» **TASK TO COMPLETE**: Filter the lines below, keeping only those that contain the string "roof", and copy each of them. Case counts.

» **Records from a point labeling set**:
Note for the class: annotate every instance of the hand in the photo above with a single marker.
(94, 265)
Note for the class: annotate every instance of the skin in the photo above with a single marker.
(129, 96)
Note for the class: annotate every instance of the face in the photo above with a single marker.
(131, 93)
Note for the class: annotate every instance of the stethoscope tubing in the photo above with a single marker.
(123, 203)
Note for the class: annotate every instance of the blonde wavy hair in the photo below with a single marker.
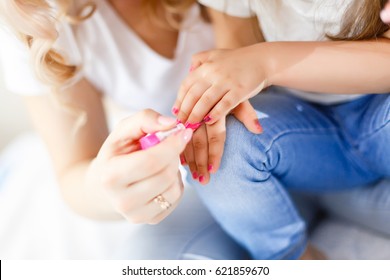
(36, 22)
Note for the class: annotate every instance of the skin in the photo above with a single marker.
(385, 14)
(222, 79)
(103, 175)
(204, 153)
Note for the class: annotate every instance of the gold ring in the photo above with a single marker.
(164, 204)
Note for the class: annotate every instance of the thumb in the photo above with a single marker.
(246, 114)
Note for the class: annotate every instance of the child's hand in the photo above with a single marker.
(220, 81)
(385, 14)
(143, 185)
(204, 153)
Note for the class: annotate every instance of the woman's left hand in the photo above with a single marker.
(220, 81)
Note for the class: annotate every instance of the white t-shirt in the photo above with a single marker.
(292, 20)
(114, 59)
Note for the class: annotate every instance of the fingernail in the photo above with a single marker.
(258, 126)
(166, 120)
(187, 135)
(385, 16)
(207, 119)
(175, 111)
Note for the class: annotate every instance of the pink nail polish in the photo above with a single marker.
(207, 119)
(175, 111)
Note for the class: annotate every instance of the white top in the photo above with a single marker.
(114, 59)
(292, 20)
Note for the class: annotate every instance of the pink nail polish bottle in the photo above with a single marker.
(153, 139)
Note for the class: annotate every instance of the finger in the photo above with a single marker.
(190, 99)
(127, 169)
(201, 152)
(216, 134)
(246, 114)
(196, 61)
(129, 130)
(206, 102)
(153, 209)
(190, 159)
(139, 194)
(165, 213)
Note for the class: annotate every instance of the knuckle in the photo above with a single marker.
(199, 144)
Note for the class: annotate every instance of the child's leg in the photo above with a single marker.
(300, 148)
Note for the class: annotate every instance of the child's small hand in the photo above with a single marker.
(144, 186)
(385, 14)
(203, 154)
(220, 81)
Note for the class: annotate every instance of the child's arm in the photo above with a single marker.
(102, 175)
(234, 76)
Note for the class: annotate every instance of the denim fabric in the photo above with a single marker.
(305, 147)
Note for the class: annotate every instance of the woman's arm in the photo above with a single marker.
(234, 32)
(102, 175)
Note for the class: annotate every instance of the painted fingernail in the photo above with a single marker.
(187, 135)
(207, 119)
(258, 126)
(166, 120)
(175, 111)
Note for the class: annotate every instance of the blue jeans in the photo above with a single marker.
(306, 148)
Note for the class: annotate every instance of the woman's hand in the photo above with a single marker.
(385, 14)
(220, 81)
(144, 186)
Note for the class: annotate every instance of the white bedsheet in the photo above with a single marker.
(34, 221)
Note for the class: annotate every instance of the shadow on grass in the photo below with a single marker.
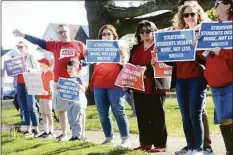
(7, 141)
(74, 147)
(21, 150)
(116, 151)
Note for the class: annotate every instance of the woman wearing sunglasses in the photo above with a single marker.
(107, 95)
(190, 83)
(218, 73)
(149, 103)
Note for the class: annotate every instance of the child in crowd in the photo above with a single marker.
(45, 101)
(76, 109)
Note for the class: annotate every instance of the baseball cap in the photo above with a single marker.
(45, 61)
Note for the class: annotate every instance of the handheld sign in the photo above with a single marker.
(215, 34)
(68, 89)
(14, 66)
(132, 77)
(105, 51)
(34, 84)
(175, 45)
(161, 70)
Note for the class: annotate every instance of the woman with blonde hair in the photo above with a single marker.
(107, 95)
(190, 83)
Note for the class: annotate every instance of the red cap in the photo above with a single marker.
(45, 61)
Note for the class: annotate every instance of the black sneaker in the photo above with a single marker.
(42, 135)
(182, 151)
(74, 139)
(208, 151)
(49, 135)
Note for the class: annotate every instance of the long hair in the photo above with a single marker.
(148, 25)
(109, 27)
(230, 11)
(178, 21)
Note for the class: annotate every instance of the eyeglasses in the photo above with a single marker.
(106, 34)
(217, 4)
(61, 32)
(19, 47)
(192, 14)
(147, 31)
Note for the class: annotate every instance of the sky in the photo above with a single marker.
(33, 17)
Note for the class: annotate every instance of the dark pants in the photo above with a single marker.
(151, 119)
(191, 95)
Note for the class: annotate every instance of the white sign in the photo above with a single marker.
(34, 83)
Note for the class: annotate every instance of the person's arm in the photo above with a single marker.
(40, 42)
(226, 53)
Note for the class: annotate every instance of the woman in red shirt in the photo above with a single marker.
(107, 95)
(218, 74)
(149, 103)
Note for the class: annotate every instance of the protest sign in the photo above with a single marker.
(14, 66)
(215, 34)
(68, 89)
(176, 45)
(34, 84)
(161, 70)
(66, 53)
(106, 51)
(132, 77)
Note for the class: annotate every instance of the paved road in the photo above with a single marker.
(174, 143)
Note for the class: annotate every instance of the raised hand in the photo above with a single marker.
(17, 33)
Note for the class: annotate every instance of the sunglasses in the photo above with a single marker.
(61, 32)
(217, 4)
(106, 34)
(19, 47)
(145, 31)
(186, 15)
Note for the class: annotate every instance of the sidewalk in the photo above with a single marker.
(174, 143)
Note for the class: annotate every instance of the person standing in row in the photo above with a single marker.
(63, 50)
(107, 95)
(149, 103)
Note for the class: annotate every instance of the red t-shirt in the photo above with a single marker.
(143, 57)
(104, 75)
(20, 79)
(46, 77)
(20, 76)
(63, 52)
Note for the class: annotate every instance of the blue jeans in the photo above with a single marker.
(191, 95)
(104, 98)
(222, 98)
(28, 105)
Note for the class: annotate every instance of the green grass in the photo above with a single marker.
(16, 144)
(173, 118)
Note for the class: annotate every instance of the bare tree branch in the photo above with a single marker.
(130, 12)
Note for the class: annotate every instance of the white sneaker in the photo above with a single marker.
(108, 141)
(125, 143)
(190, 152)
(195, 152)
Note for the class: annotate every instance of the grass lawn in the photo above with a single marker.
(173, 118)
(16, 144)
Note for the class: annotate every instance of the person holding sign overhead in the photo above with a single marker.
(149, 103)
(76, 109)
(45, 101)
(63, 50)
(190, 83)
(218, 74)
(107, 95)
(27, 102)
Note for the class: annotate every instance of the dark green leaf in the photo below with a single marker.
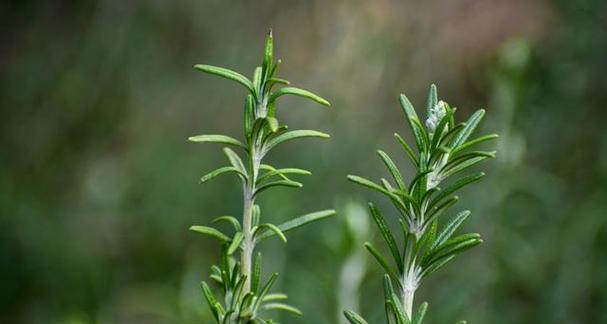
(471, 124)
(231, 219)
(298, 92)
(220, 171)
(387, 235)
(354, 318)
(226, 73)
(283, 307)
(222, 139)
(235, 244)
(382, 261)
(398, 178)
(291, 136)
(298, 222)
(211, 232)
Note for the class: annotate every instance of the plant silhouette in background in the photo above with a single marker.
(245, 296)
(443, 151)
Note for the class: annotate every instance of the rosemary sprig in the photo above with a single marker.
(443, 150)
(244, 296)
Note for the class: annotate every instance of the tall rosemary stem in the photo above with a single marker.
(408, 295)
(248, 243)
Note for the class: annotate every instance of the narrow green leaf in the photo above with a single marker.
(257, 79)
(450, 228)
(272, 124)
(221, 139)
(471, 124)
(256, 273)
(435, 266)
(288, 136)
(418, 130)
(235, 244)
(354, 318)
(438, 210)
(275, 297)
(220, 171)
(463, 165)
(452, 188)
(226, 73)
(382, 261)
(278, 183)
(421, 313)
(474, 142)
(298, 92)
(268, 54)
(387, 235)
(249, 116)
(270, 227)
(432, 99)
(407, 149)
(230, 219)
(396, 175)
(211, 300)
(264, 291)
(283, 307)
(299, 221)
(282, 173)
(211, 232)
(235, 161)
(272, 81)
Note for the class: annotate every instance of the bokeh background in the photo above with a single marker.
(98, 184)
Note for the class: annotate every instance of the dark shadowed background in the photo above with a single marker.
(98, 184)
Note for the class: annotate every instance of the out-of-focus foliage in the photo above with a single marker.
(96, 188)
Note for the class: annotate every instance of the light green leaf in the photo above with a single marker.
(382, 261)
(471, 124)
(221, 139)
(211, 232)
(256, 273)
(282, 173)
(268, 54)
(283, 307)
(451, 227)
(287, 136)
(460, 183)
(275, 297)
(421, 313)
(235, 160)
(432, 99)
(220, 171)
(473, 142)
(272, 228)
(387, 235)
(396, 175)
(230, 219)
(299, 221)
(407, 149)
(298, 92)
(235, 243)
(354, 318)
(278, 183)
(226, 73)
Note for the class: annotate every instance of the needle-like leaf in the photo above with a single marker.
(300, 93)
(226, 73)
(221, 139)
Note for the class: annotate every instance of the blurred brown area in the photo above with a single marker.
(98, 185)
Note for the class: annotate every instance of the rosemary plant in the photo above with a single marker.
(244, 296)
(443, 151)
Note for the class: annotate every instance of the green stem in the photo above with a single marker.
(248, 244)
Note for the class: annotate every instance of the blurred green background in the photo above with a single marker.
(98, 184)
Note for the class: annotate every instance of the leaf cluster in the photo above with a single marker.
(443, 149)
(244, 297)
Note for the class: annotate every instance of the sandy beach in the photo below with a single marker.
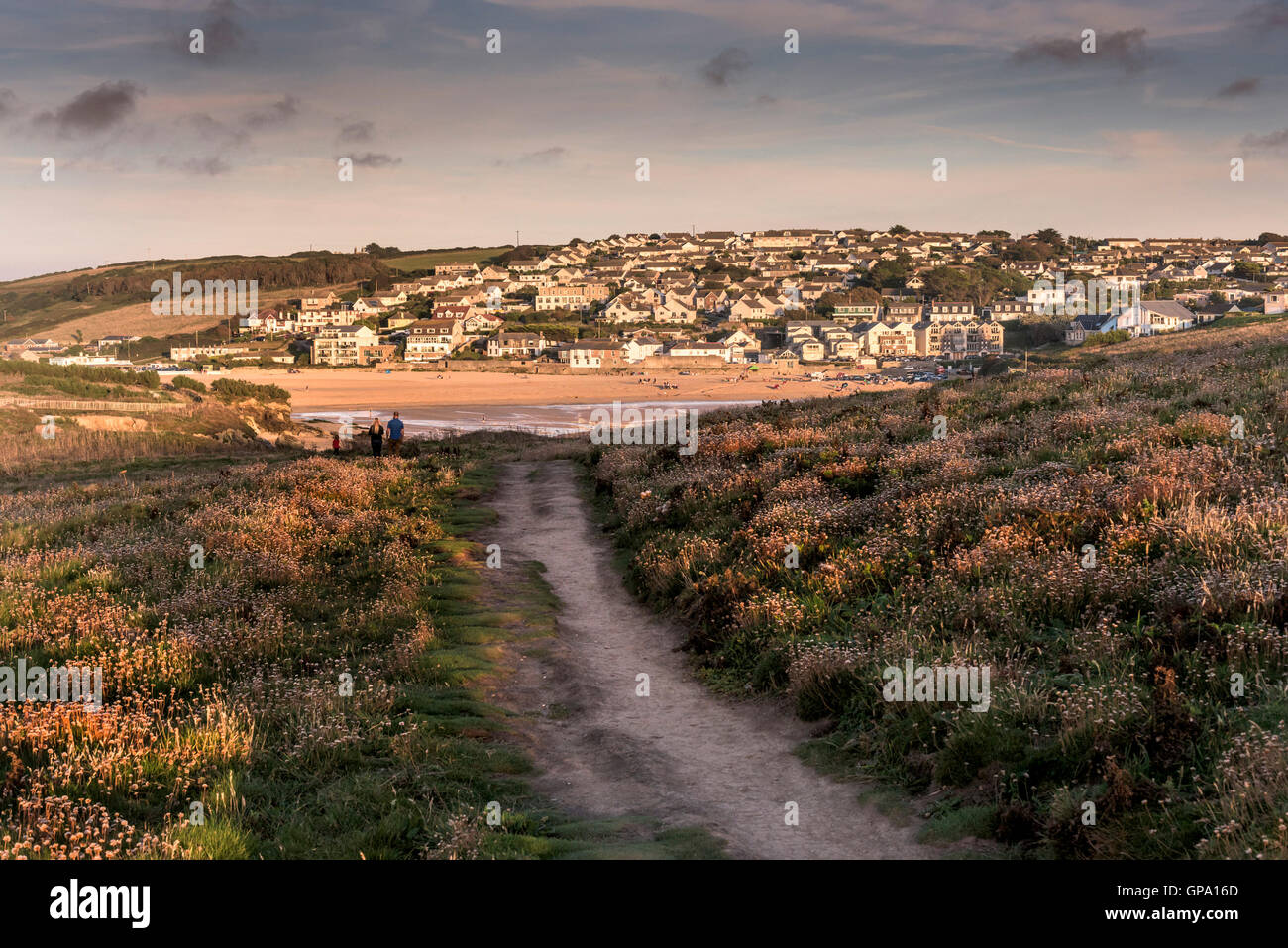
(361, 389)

==

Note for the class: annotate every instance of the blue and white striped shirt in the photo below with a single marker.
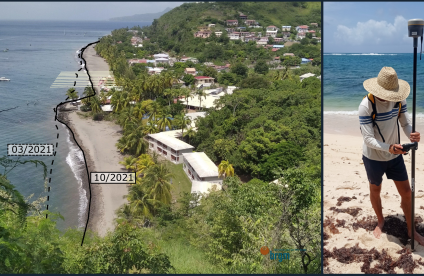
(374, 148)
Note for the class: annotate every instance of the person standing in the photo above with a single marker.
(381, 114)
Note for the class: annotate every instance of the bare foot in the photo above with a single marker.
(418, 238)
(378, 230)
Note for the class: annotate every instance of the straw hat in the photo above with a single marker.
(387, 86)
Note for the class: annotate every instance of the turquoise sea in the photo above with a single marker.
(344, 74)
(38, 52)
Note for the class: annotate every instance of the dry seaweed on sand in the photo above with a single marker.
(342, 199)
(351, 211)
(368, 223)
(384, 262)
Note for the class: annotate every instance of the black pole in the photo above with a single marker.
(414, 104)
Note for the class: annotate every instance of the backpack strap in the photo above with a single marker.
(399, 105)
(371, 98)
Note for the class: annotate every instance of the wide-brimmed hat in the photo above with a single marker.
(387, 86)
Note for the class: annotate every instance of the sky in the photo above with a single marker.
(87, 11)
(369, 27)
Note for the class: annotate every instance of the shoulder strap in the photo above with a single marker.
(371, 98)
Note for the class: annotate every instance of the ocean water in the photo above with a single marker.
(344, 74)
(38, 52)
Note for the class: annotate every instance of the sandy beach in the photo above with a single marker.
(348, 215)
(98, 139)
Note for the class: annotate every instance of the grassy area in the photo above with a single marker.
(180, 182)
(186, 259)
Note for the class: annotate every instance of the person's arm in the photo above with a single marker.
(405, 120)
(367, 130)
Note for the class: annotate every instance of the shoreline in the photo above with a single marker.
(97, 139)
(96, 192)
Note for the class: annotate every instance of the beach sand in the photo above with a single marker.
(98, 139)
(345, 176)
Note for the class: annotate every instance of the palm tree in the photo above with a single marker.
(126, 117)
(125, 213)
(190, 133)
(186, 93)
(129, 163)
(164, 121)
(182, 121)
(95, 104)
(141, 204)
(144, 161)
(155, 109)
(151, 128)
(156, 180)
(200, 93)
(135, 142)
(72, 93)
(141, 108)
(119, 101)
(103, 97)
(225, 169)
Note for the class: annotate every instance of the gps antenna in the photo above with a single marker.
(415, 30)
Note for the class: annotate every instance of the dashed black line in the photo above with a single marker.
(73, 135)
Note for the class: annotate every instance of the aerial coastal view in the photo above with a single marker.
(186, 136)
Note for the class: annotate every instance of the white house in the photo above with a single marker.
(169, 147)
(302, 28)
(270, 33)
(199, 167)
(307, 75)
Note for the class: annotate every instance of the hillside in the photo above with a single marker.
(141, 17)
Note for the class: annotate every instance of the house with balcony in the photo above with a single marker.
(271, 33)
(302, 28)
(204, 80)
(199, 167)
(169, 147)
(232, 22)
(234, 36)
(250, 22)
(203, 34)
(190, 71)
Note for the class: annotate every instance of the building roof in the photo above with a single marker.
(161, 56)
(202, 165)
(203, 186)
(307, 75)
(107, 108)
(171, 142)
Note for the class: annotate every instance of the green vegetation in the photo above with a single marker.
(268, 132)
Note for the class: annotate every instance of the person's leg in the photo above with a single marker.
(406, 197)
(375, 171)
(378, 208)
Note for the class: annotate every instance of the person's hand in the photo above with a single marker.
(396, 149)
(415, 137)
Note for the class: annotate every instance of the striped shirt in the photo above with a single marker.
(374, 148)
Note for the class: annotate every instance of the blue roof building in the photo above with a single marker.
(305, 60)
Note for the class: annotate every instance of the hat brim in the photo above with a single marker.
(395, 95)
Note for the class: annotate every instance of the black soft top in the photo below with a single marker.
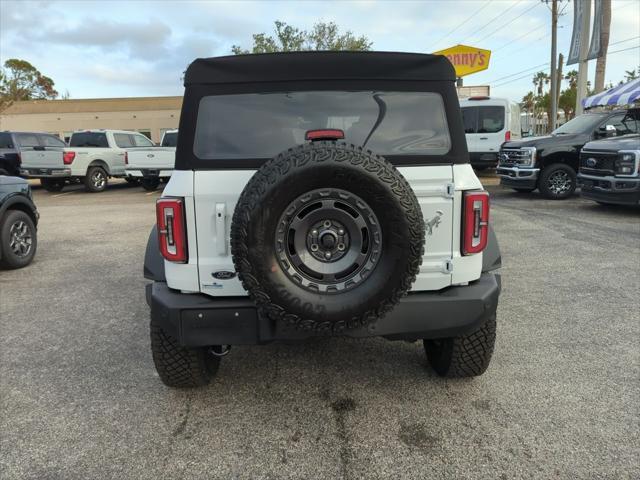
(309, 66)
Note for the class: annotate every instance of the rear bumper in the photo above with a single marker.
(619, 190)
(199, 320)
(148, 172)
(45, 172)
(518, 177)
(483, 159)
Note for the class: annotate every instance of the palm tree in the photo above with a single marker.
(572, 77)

---

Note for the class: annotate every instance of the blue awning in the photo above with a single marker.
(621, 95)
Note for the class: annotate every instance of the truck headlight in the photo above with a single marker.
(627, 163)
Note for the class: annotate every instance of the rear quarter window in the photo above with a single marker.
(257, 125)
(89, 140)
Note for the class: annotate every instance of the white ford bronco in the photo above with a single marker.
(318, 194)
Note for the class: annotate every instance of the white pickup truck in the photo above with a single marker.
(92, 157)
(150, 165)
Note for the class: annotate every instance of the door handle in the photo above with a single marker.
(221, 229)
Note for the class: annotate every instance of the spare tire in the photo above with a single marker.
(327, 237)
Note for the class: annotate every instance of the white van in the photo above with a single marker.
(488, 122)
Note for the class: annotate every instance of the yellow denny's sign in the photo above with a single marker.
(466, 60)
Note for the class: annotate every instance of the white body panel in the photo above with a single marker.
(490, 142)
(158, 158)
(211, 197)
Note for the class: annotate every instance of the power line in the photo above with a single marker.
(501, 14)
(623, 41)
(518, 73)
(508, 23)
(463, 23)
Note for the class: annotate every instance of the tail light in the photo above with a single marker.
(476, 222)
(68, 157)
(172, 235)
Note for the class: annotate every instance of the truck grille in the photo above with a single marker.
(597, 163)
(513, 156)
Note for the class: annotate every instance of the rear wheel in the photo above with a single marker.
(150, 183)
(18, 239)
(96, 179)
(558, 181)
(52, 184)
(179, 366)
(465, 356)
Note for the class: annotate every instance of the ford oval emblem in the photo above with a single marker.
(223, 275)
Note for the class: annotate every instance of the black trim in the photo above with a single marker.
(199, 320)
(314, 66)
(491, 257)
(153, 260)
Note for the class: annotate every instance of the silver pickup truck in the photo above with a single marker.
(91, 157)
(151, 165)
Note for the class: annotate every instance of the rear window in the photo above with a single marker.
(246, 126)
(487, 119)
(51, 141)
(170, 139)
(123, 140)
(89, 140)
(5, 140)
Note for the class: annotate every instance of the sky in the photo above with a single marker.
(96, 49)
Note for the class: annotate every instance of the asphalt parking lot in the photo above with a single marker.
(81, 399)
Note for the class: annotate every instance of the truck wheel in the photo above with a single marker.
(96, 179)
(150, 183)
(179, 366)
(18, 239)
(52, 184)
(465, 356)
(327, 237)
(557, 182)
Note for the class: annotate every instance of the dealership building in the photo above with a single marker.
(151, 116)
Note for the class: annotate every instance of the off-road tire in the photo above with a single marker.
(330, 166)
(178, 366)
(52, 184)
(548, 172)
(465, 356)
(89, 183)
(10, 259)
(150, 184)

» **CORRECT RESULT**:
Note for the class: annotate every instance of the building roof in the photo above with a single marker.
Note for the class: annotate every instance of the blue roof building in the photo above with a single marker.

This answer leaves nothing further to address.